--- Start ---

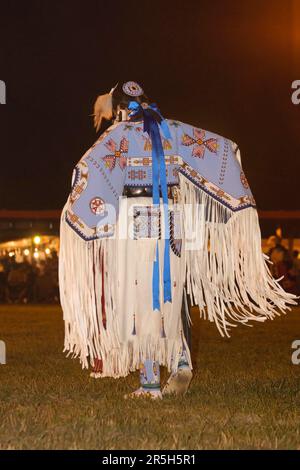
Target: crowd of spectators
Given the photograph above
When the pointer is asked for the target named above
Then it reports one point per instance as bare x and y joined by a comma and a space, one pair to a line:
285, 265
25, 282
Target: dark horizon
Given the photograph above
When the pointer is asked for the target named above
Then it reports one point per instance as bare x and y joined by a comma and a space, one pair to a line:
223, 66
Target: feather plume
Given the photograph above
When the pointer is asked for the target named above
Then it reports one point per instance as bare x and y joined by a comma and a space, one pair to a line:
102, 109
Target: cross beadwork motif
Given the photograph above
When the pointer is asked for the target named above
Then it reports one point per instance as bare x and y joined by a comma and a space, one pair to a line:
200, 144
117, 154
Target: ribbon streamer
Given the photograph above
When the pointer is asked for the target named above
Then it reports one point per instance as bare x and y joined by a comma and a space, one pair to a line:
152, 119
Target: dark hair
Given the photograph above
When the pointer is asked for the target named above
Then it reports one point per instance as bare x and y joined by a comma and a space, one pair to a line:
120, 98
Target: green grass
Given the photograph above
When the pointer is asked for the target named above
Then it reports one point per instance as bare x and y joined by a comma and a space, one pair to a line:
245, 393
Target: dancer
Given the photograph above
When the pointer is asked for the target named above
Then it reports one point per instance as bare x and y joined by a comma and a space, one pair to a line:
160, 214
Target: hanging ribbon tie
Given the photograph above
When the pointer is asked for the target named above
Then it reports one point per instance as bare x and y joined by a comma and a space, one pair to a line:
153, 119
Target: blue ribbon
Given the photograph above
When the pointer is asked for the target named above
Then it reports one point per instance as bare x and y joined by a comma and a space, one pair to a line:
152, 121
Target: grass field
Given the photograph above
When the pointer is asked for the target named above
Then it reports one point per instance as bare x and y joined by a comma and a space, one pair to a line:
245, 393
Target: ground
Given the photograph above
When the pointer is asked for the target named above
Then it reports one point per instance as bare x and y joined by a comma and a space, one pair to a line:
245, 393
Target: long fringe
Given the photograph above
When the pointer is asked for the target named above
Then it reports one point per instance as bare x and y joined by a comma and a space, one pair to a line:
227, 273
81, 266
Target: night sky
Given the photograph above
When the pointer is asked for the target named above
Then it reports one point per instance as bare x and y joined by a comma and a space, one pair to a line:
223, 65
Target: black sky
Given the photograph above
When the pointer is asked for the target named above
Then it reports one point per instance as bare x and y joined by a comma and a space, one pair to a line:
224, 65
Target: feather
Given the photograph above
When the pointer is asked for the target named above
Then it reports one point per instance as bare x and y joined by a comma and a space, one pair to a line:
102, 109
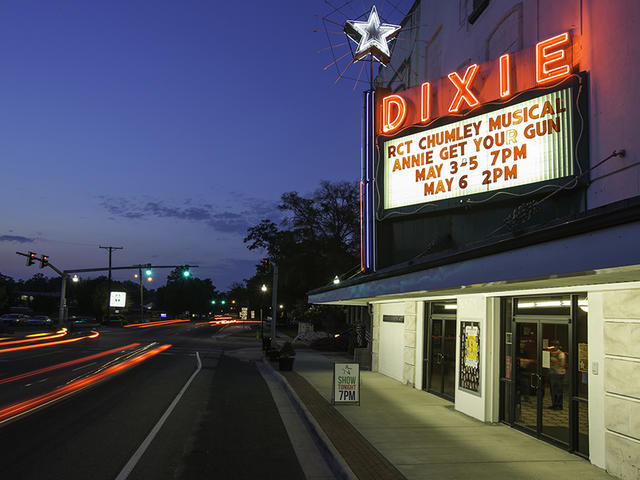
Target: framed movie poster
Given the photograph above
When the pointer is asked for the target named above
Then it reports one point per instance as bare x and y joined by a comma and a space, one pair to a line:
470, 357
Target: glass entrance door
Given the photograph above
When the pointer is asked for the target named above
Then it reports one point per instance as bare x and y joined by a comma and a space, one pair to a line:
542, 394
440, 351
527, 380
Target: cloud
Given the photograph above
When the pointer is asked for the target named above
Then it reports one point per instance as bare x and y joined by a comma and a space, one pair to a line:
16, 238
247, 212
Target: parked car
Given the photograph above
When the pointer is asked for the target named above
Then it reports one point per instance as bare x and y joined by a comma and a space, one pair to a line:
39, 320
14, 318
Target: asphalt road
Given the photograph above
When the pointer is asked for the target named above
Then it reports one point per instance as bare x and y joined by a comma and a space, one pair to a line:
225, 425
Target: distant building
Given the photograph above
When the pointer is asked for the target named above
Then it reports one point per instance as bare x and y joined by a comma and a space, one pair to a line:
503, 261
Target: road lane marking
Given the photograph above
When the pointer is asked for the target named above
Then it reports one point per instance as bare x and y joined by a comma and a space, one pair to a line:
133, 461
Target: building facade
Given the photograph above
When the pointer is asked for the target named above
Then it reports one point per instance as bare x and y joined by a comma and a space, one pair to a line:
504, 233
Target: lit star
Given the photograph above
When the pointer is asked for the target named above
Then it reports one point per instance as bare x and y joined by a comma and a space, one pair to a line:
372, 37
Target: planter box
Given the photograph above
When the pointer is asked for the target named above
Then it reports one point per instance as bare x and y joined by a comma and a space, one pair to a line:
285, 363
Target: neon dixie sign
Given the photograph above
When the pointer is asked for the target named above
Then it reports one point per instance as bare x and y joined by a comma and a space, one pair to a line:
491, 81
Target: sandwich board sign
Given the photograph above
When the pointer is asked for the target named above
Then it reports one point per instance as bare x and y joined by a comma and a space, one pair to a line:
346, 384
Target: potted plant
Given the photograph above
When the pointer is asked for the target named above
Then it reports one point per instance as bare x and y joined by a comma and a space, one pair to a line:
285, 360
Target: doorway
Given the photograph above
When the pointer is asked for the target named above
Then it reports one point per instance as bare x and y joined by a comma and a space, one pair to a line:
439, 372
543, 380
542, 386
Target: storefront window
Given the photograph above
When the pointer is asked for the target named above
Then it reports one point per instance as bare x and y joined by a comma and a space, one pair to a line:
551, 305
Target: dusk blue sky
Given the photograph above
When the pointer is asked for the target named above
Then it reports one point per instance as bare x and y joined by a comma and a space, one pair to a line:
165, 127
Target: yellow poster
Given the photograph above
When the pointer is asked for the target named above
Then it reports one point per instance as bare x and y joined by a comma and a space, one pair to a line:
471, 350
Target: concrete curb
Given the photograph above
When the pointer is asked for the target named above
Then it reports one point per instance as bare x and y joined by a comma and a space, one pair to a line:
334, 460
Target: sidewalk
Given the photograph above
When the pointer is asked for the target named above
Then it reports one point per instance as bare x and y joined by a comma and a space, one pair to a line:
401, 432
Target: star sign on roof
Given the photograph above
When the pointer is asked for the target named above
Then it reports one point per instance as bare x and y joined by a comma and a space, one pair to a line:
372, 37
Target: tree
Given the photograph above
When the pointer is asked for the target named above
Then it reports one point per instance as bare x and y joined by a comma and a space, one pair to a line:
318, 239
185, 294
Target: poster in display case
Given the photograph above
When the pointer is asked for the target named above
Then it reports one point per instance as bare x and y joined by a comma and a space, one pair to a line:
470, 357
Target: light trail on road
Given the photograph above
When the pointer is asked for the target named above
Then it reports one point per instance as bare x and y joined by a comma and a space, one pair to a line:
154, 324
66, 364
58, 334
49, 344
21, 408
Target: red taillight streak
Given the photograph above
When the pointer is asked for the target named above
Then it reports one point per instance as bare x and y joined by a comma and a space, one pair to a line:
22, 407
58, 335
48, 344
66, 364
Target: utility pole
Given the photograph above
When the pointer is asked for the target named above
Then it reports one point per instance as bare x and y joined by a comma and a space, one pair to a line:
274, 303
109, 293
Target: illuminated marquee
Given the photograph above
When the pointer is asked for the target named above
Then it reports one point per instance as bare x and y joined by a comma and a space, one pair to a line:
458, 91
523, 143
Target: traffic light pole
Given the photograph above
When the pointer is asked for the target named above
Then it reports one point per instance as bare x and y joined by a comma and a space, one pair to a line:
64, 274
109, 294
141, 300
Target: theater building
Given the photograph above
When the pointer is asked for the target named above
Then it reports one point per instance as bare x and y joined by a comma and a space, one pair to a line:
501, 241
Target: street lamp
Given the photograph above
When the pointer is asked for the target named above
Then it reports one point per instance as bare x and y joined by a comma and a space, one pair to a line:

--- End ---

[Required work] Return the material word for word. Pictures are not part of the copy.

[Full answer]
Target: crowd of spectators
Given the photograph above
When the pointer is asked for the target named above
Then it reports one point per instance as bare x and y joined by a comma and a space, one pair to a line:
285, 265
25, 282
Target: dark horizon
Given the photograph above
When the pointer is asked for the target named above
Then it reports one point per instance as bare x and y joined by a comma and a space, one pair to a line:
223, 66
Target: feather plume
Given the photograph above
When the pointer is asked for the target named above
Then it reports one point per instance as bare x and y joined by a comma and a space, one pair to a line:
102, 109
Target: cross beadwork motif
Given the photograph above
When the pointer is asked for the target named above
Then it reports one point per instance as bare x and y joined by a comma and a space, one pair to a line:
200, 144
117, 154
Target: ribbon streamer
Given the photograph above
When the pointer is asked for the target named above
Then it reports one point per instance as bare x and y joined by a comma and a space, one pair to a line:
152, 119
Target: dark hair
Given the photograph above
When the pointer is asked for the target named above
Then it reports one point per instance as bare x and y joined by a comma and a space, one pair to a line:
120, 98
Target: green grass
Given the photograph above
When the pointer is asked for the target named above
Then it reports one point per instance as bare x and y joined by a comma and a space, one pair to a line:
245, 393
Target: dancer
Given the photograph above
When the pointer is asked for the target named above
Then it reports one point per instance as bare x and y joined by a comma and a space, one pair to a line:
160, 214
Target: hanging ribbon tie
Given the photograph above
When the pointer is asked for the target named above
Then it reports one point per instance as bare x and y joined by a comma and a space, one pair to a line:
153, 119
Target: blue ribbon
Given the photograph above
When the pointer is asked for the target named above
Then it reports one point per instance as bare x and y joined by a comma and a space, one pair to a line:
152, 121
Target: grass field
Given the photograph above
When the pointer is asked for the target named above
Then it reports one point per instance as bare x and y joined by a comma and a space, one pair to a line:
245, 393
Target: ground
Given the photograph above
When the pointer is asked for the target named above
Then it reports one point per instance as bare x and y joined by a comma and a space, one pair to a line:
245, 393
Target: long fringe
Given the photograph above
When the pointer is asked for the target named above
Then it reports one point per instance as bare x and y joined by a comma and a space, one pair to a line:
227, 273
81, 266
Target: night sky
Given the photograph above
When the pointer is asked for the target named above
Then it reports one point per instance as bare x and y joined by a comma and a space, one pair to a line:
223, 65
Target: black sky
Given the photograph above
When the pointer is asked for the target named above
Then it reports one point per instance as bare x and y joined by a comma and a space, one pair to a line:
224, 65
Target: feather
Given the photograph above
When the pointer is asked for the target named above
Then it reports one point per instance as bare x and y joined by a comma and a space, one pair to a line:
102, 109
Target: framed movie poster
Given the photograph above
When the pointer is asked for the target named above
Then it reports one point per instance as bare x and y joined by a comma and a space, one pair to a line:
470, 357
Target: glass entrance door
Given the photograph above
When the pointer is asked for the target named above
Then it reports one point per instance as bare x and y joined by a comma and a space, one pair to a line:
542, 394
440, 351
527, 380
Target: cloud
Given the photograph above
When the pointer is asked for the target named above
Then it reports one point per instance as bare x and y joined by a comma and a space, one pair to a line:
16, 238
247, 212
Target: parked car
Given the photograph above
When the pointer is asked for the target named above
Then it reports one point per instance as bare x and y joined by a comma and a space, one pair to a line:
39, 320
14, 318
Target: asphalt road
Given the photograph above
When the pointer is asked for the target named above
Then it reports one point per instance as bare x and y joined by a comma and a space, one pair to a line:
225, 425
Target: distant building
Given the photograph above
When the pointer is asked for the target named above
Then it reports one point per instance as bare x and y joined by a comma and a space, one pair to a line:
503, 261
Target: road lane marking
Given the photograph above
When the pointer is asked for the target named above
Then it reports one point per instance as bare x and y joined by a comma and a space, one pair to a line:
133, 461
Target: building facade
Given the photograph above
When the pointer is asked for the target named above
Then it reports one point per instance as bare x and y joined by a comma and a space, one pair to a line:
504, 233
Target: lit star
Given the photograph above
When the pointer is asked for the target named above
Then it reports one point per instance as bare x and y joined by a comma and a space, one pair to a line:
372, 37
Target: planter box
Given the photograph above
When the pointer is asked for the target named above
Then it reports one point per instance as bare x and y joined by a comma and a space, one pair to a line:
285, 363
Target: neon dixie sign
Given the photograph above
When the pointer is asked for the target named above
Then it reports one point per instance as bare x and y joined by a comma and a space, one pair to a line:
491, 81
Target: sandwich board sign
Given the photograph above
When the pointer is asked for the target named above
Then it reports one point per instance as bare x and y joined by a comma and a space, one pair to a line:
346, 384
Target: potted plant
Given the photograph above
When the pointer is asked for the target named above
Then it reports one point per instance as bare x and y joined by a comma and a space, one pair to a line:
285, 360
Target: doorway
Given the photograph above
When the pointer is asked for the target named above
Then it reports one point per instance as bare x and y joined by a comma and a space, one pair to a line:
439, 372
543, 380
542, 386
Target: storefront window
Given the photograph above
When the pointer is asked for the target named above
Then it reports one point per instance as bare x and y joined by a comma and a space, one pair to a line:
551, 305
Target: dusk blue sky
Given the photograph above
When the pointer is asked for the target named above
Then it reports one point per instance as bare x and y joined by a comma and a space, one pair to a line:
165, 127
Target: yellow poster
Given the photograph above
When the pointer is asked for the target named above
Then it reports one point per instance as bare x and y joined by a comma and a space, one pair to a line:
471, 350
Target: concrete curb
Given the photograph above
When the pointer is asked for the target named above
Then it reports one point per instance as bare x and y joined by a comma and a space, one pair to a line:
334, 460
Target: sidewalk
Given the photograph above
When the pointer is asked for the target named above
Then it reports one point per instance as bare x and y joined by a comma and a space, one pair to a line:
401, 432
Target: star sign on roof
Given the photograph above
When the pointer is asked for the target named above
Then it reports one point per instance as bare x and y joined by a comma and a space, one pair to a line:
372, 37
Target: tree
Given the photograph above
When the pointer is asked for the target named above
Then it reports one point per instance as bare x and y joined by a comma and a space, one pair to a line:
318, 239
185, 294
Target: poster in display case
Given the photograph above
When the pointer is asked for the target named above
Then it reports one point per instance as bare x and y joined by a comma and a space, one pair to a line:
470, 357
Target: light trail on road
Given the photograph above
When the pointer is asked for the target named above
Then it reports one point per instance as bare x and y joined by a comma and a space, one pair to a line:
154, 324
66, 364
58, 334
49, 344
21, 408
Target: red taillight streak
Given the photograph above
When the pointer is asked for the target named above
Then it reports one point per instance as bare x and y joined by a comma and a space, one pair to a line:
22, 407
58, 335
48, 344
66, 364
Target: utility pole
Given the photograph above
When the pointer is asked for the target named above
Then it reports one point per instance as bare x and y joined by a comma and a space, one pair to a line:
274, 303
109, 293
Target: illuminated marquee
Given the photograph above
When the pointer is asked for the target named above
Then it reports one point per instance as bare x and y joined by a comma and a space, one pair to a line:
458, 91
523, 143
Target: traffic light pole
Given the photograph above
When the pointer is asked for the target named above
Then it reports one point per instance as bare x and y joined by a comma and a space, one pair to a line:
64, 274
109, 294
141, 300
Target: theater building
Given the photograph above
When the pointer is asked for the target named above
Then it reports one point per instance as bare x and y joined by a comma and a space, one pair to a line:
501, 241
Target: street lamp
Given the photograph above
When the pointer is asked for the target named above
Then it reports one point per instance as bare x and y joined by a comma and a space, one pair to a line:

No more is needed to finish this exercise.